----- Information supplied -----

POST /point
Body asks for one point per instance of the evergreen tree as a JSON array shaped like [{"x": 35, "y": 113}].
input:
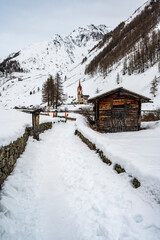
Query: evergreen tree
[
  {"x": 58, "y": 90},
  {"x": 154, "y": 85},
  {"x": 118, "y": 78}
]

-----

### Required work
Substitute "pine tree" for every occurrence of "evergreen tree" in the records above, keeping everything else unchanged, and leave the pictures out of your answer.

### Result of this exercise
POST /point
Body asks for one point per instance of the pine tree as a JSON array shaped like [{"x": 35, "y": 113}].
input:
Query: pine tree
[
  {"x": 58, "y": 90},
  {"x": 154, "y": 85},
  {"x": 118, "y": 78}
]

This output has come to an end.